> **Article**
::::::

To illustrate this, consider compressing the following 1D array of four floats

float f[4] = { 1, 1e-1, 1e-2, 1e-3 };

using the zfp command-line tool:

zfp -f -1 4 -a 0 -i input.dat -o output.dat

In spite of an error tolerance of zero, the reconstructed values are:

float g[4] = { 1, 1e-1, 9.999998e-03, 9.999946e-04 };

with a (computed) maximum error of 5.472e-9. Because f[3] = 1e-3 can only be approximately represented in radix-2 floating-point, the actual error is even smaller: 5.424e-9. This reconstruction error is primarily due to zfp’s block-floating-point representation, which expresses the four values in a block relative to a single, common binary exponent. Such exponent alignment occurs also in regular IEEE floating-point operations like addition. For instance,

float x = (f[0] + f[3]) - 1;

should of course result in x = f[3] = 1e-3, but due to exponent alignment a few of the least significant bits of f[3] are lost in the rounded result of the addition, giving x = 1.0000467e-3 and a roundoff error of 4.668e-8. Similarly,

float sum = f[0] + f[1] + f[2] + f[3];

should return sum = 1.111, but is computed as 1.1110000610. Moreover, the value 1.111 cannot even be represented exactly in (radix-2) floating-point; the closest float is 1.1109999. Thus the computed error

float error = sum - 1.111f;

which itself has some roundoff error, is 1.192e-7.

::::::

> **Task A**
Repeat word for word the rows that start with the line containing "Each instance receives a single keypoint. Tag the riverside" and go through the end of the rows. Leave the pictures out.
The article above and the rows below have nothing to do with each other.

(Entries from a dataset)
::::::

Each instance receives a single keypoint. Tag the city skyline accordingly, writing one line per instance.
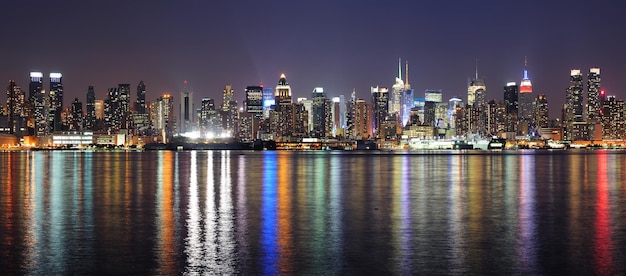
(211, 45)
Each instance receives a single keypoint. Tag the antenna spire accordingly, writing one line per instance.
(476, 68)
(399, 68)
(525, 67)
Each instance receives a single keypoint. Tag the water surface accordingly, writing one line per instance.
(281, 212)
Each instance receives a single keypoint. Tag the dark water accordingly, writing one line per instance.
(312, 213)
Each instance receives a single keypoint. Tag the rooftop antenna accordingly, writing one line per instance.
(476, 69)
(399, 68)
(406, 72)
(525, 67)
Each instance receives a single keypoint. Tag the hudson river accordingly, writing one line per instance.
(313, 213)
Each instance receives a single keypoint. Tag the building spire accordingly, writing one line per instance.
(525, 68)
(406, 72)
(476, 69)
(399, 68)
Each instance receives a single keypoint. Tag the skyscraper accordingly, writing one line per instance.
(36, 84)
(380, 99)
(229, 111)
(186, 110)
(162, 116)
(56, 101)
(90, 118)
(407, 101)
(283, 91)
(476, 90)
(526, 113)
(575, 128)
(594, 104)
(76, 122)
(541, 111)
(612, 118)
(16, 107)
(140, 104)
(282, 122)
(254, 101)
(396, 95)
(511, 107)
(124, 105)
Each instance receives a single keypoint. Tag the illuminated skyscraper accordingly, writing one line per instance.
(16, 106)
(511, 106)
(380, 99)
(76, 118)
(36, 84)
(594, 103)
(90, 118)
(283, 91)
(254, 101)
(612, 118)
(575, 127)
(526, 113)
(541, 111)
(476, 90)
(140, 104)
(362, 120)
(397, 94)
(282, 121)
(56, 101)
(229, 111)
(186, 110)
(321, 112)
(162, 116)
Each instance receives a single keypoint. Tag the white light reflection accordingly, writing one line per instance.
(457, 243)
(527, 247)
(225, 239)
(193, 242)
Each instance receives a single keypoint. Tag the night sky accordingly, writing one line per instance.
(339, 45)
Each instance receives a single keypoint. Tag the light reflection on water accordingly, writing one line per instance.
(222, 212)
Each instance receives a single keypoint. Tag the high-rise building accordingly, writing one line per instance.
(90, 118)
(254, 101)
(36, 84)
(112, 111)
(56, 101)
(476, 90)
(594, 104)
(541, 111)
(435, 96)
(396, 95)
(575, 127)
(380, 99)
(40, 114)
(229, 111)
(362, 120)
(283, 92)
(16, 106)
(162, 116)
(99, 109)
(282, 123)
(140, 104)
(210, 120)
(321, 109)
(186, 110)
(141, 118)
(76, 117)
(454, 103)
(268, 101)
(526, 98)
(511, 107)
(407, 101)
(612, 118)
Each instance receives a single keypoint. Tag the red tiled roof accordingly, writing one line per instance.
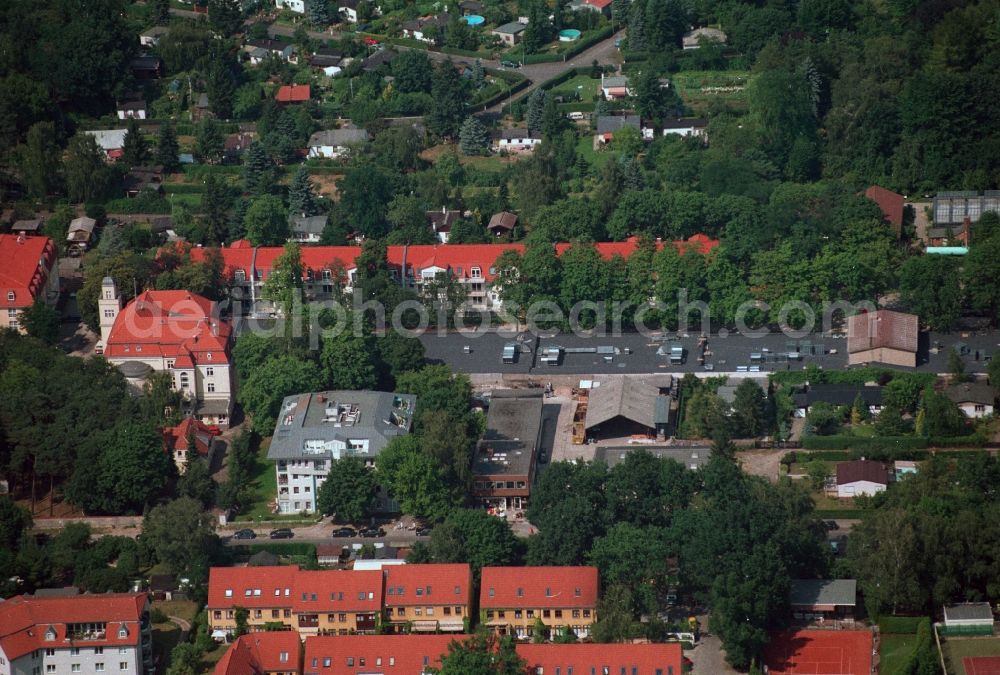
(402, 654)
(862, 469)
(337, 591)
(169, 324)
(292, 93)
(251, 587)
(882, 328)
(262, 653)
(25, 263)
(25, 620)
(540, 587)
(176, 438)
(427, 585)
(459, 258)
(641, 659)
(890, 202)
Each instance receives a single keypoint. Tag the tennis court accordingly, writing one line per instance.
(820, 652)
(981, 665)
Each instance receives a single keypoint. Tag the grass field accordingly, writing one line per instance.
(583, 85)
(895, 651)
(699, 88)
(956, 649)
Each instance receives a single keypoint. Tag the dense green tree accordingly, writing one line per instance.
(348, 491)
(474, 137)
(167, 149)
(181, 534)
(267, 222)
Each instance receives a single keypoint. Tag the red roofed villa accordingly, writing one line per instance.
(176, 332)
(178, 440)
(511, 599)
(66, 632)
(29, 269)
(265, 653)
(293, 93)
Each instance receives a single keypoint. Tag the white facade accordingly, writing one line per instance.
(858, 488)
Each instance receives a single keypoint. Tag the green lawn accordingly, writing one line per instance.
(586, 87)
(699, 88)
(895, 651)
(956, 649)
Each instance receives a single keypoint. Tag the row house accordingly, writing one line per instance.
(261, 654)
(67, 633)
(29, 270)
(513, 599)
(428, 598)
(177, 332)
(404, 598)
(330, 270)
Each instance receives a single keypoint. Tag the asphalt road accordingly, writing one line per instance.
(635, 353)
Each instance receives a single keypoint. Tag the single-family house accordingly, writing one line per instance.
(81, 231)
(111, 141)
(883, 336)
(968, 618)
(615, 88)
(861, 477)
(837, 395)
(29, 269)
(699, 36)
(146, 67)
(890, 203)
(510, 33)
(293, 93)
(441, 222)
(502, 223)
(336, 143)
(151, 36)
(348, 9)
(188, 438)
(297, 6)
(29, 227)
(518, 139)
(975, 399)
(607, 125)
(135, 109)
(307, 229)
(426, 28)
(823, 599)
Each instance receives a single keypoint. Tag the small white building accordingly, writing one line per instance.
(975, 399)
(861, 477)
(335, 143)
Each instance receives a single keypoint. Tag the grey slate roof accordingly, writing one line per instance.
(809, 592)
(611, 123)
(338, 137)
(968, 611)
(320, 419)
(634, 398)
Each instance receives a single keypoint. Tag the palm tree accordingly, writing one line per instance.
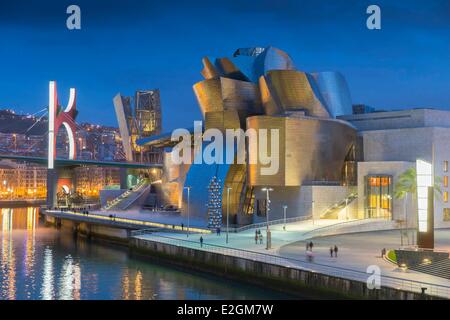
(407, 185)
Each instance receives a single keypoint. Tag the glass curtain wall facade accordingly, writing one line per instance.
(378, 194)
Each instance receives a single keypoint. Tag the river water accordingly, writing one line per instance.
(38, 262)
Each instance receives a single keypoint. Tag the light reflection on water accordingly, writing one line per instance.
(37, 262)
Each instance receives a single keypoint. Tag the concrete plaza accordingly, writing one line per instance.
(356, 253)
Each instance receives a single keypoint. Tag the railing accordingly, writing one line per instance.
(388, 281)
(271, 223)
(333, 227)
(118, 221)
(123, 196)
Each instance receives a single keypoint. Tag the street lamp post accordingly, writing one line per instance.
(228, 211)
(346, 208)
(284, 213)
(268, 234)
(189, 194)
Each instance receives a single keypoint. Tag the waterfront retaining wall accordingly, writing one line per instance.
(301, 283)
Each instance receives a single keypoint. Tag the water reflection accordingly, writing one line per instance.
(43, 263)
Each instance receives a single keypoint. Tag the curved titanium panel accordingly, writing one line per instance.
(292, 91)
(227, 69)
(335, 91)
(273, 59)
(209, 70)
(223, 94)
(209, 95)
(241, 95)
(310, 150)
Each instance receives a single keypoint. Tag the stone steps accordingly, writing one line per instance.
(439, 268)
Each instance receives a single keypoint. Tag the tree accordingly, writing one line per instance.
(407, 185)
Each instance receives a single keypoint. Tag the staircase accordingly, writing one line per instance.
(332, 212)
(440, 268)
(126, 199)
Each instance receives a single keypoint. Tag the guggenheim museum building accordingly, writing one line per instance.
(260, 88)
(335, 160)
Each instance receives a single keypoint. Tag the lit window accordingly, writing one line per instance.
(446, 214)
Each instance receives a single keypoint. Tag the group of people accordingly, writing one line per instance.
(258, 236)
(333, 250)
(309, 246)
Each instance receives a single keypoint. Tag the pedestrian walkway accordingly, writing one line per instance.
(356, 253)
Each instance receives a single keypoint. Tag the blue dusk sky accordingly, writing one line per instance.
(128, 45)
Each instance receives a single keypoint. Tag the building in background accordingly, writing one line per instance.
(22, 181)
(260, 88)
(390, 142)
(145, 121)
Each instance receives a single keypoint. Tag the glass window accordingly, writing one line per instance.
(378, 198)
(446, 214)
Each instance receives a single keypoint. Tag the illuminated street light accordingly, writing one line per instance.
(189, 191)
(268, 235)
(284, 212)
(228, 211)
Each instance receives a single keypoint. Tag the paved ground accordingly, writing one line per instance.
(360, 250)
(356, 252)
(165, 217)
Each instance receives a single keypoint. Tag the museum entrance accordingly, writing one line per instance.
(378, 196)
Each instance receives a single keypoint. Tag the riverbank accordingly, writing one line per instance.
(233, 265)
(21, 203)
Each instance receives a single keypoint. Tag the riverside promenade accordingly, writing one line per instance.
(357, 251)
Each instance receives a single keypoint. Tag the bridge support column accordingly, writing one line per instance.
(52, 185)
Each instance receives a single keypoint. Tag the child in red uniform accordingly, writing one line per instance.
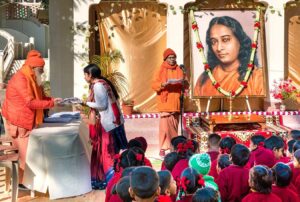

::::::

> **Task B**
Name every variable declared in the code lines of the article on floating-point error.

> **Task output A**
Each instance receives a single keypoint. Tag the riverside promenade accordingly, writing one line per instance.
(357, 251)
Each instance receives a single keypoint. Tag the bridge support column accordingly, writing one line per instance.
(52, 185)
Each instance receives a single keypoint. Tag the child in red uniform accordingly, writing one line per instance.

> **Task output B**
f, g, x, sum, error